WHAT YOU NEED TO DO
Please give the records below back in full, exactly as shown.

DATA FOR PROCESSING
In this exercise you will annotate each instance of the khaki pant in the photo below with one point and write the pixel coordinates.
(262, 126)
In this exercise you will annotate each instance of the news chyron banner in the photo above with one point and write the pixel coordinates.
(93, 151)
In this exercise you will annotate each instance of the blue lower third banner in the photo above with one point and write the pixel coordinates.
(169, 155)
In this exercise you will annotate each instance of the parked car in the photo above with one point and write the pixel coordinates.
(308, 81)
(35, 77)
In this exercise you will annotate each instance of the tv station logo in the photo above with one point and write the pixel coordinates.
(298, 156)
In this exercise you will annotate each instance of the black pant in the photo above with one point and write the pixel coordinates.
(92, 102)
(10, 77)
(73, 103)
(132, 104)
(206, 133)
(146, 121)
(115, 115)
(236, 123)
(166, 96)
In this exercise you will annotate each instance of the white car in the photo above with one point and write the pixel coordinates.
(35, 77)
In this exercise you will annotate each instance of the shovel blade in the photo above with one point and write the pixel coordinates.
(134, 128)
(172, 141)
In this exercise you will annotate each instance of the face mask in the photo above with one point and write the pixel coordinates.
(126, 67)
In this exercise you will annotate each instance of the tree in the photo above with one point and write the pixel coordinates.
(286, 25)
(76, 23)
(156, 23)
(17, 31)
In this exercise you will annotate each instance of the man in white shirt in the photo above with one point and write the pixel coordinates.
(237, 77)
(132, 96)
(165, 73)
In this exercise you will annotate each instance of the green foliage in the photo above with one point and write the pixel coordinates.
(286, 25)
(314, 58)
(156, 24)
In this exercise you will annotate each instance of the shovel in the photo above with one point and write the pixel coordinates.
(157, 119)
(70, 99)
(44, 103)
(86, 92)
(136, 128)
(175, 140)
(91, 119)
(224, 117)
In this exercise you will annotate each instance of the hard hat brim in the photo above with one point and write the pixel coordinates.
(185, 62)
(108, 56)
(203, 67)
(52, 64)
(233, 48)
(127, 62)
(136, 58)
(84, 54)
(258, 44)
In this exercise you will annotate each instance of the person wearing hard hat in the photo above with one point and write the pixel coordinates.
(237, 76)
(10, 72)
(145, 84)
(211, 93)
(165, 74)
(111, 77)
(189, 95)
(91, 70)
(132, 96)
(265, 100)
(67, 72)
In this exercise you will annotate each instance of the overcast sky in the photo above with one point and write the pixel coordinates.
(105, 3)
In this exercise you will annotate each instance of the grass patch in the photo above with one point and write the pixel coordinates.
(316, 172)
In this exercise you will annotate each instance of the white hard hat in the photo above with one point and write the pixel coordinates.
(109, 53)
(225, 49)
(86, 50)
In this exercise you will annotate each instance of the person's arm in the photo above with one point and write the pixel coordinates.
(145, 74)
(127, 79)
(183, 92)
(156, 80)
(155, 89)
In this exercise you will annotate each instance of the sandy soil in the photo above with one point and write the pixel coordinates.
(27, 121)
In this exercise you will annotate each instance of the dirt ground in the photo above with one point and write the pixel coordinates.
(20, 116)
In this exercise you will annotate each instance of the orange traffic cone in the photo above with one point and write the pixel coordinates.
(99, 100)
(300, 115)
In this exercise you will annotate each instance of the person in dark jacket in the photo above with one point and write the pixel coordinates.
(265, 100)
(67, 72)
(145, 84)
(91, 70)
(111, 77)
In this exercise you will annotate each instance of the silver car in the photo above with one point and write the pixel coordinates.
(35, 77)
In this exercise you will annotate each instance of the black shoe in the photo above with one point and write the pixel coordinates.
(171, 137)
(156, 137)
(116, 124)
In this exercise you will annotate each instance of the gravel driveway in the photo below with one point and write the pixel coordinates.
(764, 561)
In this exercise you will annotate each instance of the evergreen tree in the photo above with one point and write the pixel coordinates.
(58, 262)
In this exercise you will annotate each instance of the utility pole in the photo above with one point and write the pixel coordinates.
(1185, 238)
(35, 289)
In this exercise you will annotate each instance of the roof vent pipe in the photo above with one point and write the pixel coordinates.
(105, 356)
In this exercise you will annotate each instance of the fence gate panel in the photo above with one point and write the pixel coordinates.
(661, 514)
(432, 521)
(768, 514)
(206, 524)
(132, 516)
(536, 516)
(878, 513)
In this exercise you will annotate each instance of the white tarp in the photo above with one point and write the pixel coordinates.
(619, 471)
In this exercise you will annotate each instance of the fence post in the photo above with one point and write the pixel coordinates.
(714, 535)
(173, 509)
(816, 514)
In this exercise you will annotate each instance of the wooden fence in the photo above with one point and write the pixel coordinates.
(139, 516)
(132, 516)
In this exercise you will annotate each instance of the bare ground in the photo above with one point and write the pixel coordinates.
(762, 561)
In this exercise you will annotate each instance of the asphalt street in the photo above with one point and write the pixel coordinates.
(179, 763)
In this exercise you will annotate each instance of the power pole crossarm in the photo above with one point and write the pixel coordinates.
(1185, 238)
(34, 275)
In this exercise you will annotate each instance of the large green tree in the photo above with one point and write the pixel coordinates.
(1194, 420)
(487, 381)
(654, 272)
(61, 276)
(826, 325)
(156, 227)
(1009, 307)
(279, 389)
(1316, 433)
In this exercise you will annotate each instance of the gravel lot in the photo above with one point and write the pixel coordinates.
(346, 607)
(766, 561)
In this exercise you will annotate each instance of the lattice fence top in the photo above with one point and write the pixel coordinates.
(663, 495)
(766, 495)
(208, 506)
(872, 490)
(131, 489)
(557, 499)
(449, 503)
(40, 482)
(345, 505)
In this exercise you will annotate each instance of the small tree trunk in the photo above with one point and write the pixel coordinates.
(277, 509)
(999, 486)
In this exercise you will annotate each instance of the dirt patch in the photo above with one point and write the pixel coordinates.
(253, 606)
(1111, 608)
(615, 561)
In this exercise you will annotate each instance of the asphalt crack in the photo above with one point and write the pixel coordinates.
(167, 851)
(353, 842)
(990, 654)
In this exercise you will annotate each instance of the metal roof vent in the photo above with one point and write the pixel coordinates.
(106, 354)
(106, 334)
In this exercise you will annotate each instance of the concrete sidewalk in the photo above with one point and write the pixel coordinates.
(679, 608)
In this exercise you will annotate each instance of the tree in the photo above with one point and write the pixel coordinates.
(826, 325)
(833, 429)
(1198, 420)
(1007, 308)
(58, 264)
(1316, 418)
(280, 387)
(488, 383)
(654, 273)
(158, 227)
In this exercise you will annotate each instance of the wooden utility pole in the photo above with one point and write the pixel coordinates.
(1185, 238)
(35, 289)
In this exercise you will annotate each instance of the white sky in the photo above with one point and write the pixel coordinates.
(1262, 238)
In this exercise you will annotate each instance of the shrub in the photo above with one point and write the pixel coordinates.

REPLY
In this exercise you will annotate each instance of the khaki pant in the photo below with one point and write the pixel coordinates.
(262, 126)
In this exercise you will annotate each instance of the news chyron banner in the photo above with one point and write the pixel coordinates.
(93, 151)
In this exercise you will annotate each instance of the blue lower third banner in the photo above with one point and write the pixel coordinates.
(169, 155)
In this exercise you will annotate each instance of the parked car in the photo above with one point and write the pixel coordinates.
(308, 81)
(35, 77)
In this exercise you will annotate each instance of the tv station logo in the photo above with one point and write the pixel coordinates.
(298, 156)
In this exercise you will annotate each instance of the black pant in the photo above with one point and write the pixel coordinates.
(92, 102)
(10, 77)
(73, 103)
(132, 104)
(206, 133)
(146, 121)
(115, 115)
(236, 123)
(166, 96)
In this exercise you will annotate each instance of the white car in the photo above with one point and write the pixel coordinates.
(35, 77)
In this exercise you will annotate each instance of the shovel blade in the photo above with one point and write the pixel coordinates.
(134, 128)
(172, 141)
In this exercise you will annotate each instance of the face mask in the photo above with one point and write the pixel coordinates.
(126, 67)
In this exercise you will annotate each instance of the tree in the photo above with one point and write the pixel coordinates.
(286, 25)
(76, 23)
(156, 23)
(17, 31)
In this exercise you will annotate each instance of the man in white shirt in the photo above with one point and write the pixel coordinates.
(237, 77)
(132, 96)
(165, 73)
In this exercise you will annotate each instance of the green foliage in the photo above with one point and write the pixel coordinates.
(286, 25)
(314, 58)
(156, 24)
In this exercise you will annotate each instance of the shovel in the photo above with one point and write the pixel coordinates.
(157, 119)
(70, 99)
(44, 103)
(86, 92)
(136, 128)
(175, 140)
(91, 119)
(224, 117)
In this exercise you will annotate each instance of the hard hat brim in the photo above with one point and write the pixel coordinates.
(185, 62)
(108, 56)
(203, 67)
(52, 64)
(233, 48)
(127, 62)
(136, 58)
(84, 54)
(258, 44)
In this exercise you will annotate each instance of the person wearing hard hat in the photo above with one point and write the pixel coordinates.
(237, 76)
(10, 72)
(145, 84)
(211, 93)
(165, 74)
(111, 77)
(189, 95)
(91, 70)
(132, 96)
(265, 100)
(67, 72)
In this exercise you will annotate each instance of the overcast sky in the photo above with one point and write the pixel coordinates.
(105, 3)
In this exercise you will annotate each instance of the grass patch in the photo above with one point and write the pixel coordinates.
(316, 172)
In this exercise you will annotate each instance of the white hard hat in the photo above with one point and write the pixel coordinates.
(109, 53)
(225, 49)
(86, 50)
In this exercise you will annotate each instance of the person's arm in the photo above with one point and write the pixel coordinates.
(145, 74)
(127, 79)
(183, 92)
(156, 80)
(155, 89)
In this exercise you will annotate each instance of the sandy soil in the photo above with one point and write the pixel coordinates.
(27, 121)
In this exercise you will annotate each instance of the dirt ground in the photo above with one point and write the pixel coordinates.
(20, 116)
In this exercise you will annotate each instance of the orange traffic cone in the photo above with one point and write the pixel coordinates.
(99, 100)
(300, 115)
In this exercise you will annotate each instance of the person in dark jacket in the photo above with one point and write the pixel coordinates.
(265, 100)
(67, 72)
(145, 84)
(91, 70)
(111, 77)
In this exercise you will annotate each instance of the silver car in the photo above with one point and write the pixel coordinates.
(35, 77)
In this exercise you will annotate each instance of the black shoe in the photo above with one point and write the pixel coordinates.
(171, 137)
(156, 137)
(116, 124)
In this exercise you will annotate each instance of the gravel driveway in the photo below with one point and write the pixel coordinates.
(764, 561)
In this exercise you will annotate each instance of the evergreen tree in the photo above with one point and write the pixel coordinates.
(58, 262)
In this exercise you will annotate each instance of the utility pole in the photo above with one point and write the pixel coordinates.
(1185, 238)
(35, 289)
In this exercise you will annotate each instance of the roof vent pipe in the photo above with one point and write the pixel coordinates.
(105, 356)
In this exercise you will annotate each instance of the fence gate panel in the photo above with one point and write the pixel coordinates.
(661, 514)
(432, 521)
(768, 514)
(206, 524)
(132, 516)
(536, 516)
(878, 513)
In this exercise you will annotate each instance of the white tarp in the photo above with one point and write the pixel coordinates.
(619, 471)
In this exercise you will annotate each instance of the fence post in the photo above with one point and write the pixel coordinates.
(714, 535)
(173, 509)
(816, 514)
In this exercise you will annotate each instance of the wooden fence in the photo above with one point and write the pixel coordinates.
(139, 516)
(132, 516)
In this exercise you will annotate each instance of the bare ground in the photo above with one point and write the pixel coordinates.
(762, 561)
In this exercise you will annotate each instance of the asphalt street in the photo above with one point and write the pixel coordinates.
(179, 763)
In this exercise you will annotate each instance of the power pole crossarm in the photo above with one point and write the pixel coordinates.
(1185, 238)
(34, 275)
In this exercise you will annotate each instance of the large green tree in the photo above with one point and write the pixel coordinates.
(1194, 420)
(487, 381)
(654, 272)
(61, 276)
(826, 325)
(156, 227)
(1009, 307)
(279, 389)
(1316, 433)
In this exercise you will annotate each instance of the gravel lot in the photo above with one point and write the pixel coordinates.
(346, 607)
(766, 561)
In this exercise you will annotate each instance of the lattice fence top in the photo above with one point and write the pixel coordinates.
(663, 495)
(766, 495)
(208, 506)
(872, 490)
(131, 489)
(557, 499)
(449, 503)
(40, 482)
(345, 505)
In this exercise you will annotate each instance of the small tree trunk in the photo above with one point and write the pixel coordinates.
(277, 509)
(999, 486)
In this exercise you will annotate each instance of the dirt patch in the photo above with one point and write the pixel coordinates.
(253, 606)
(1111, 608)
(615, 561)
In this exercise you will annotate each instance of the asphalt crack in the photo above with one point and write the pixel coordinates.
(167, 851)
(353, 842)
(990, 654)
In this exercise you will annotate each instance of the metal roof vent in the photo above with one point and write the pixel coordinates.
(106, 354)
(106, 334)
In this exercise you will annotate each instance of the concrete sidewalk in the photo above with one point and write the pixel coordinates.
(679, 608)
In this exercise you will annotate each instance of the tree in the photo above with one point and write the pixel coordinates.
(826, 325)
(833, 429)
(1198, 420)
(1007, 308)
(58, 264)
(1316, 418)
(280, 387)
(488, 383)
(654, 273)
(158, 227)
In this exercise you will annotate each instance of the wooden utility pole in the photo above with one point and write the pixel coordinates.
(1185, 238)
(35, 289)
In this exercise you will annotate each instance of the white sky in the photo above with one point and write the pixel coordinates.
(1262, 238)
In this exercise you will annotate each instance of the shrub in the photo above with one point and write the pixel coordinates.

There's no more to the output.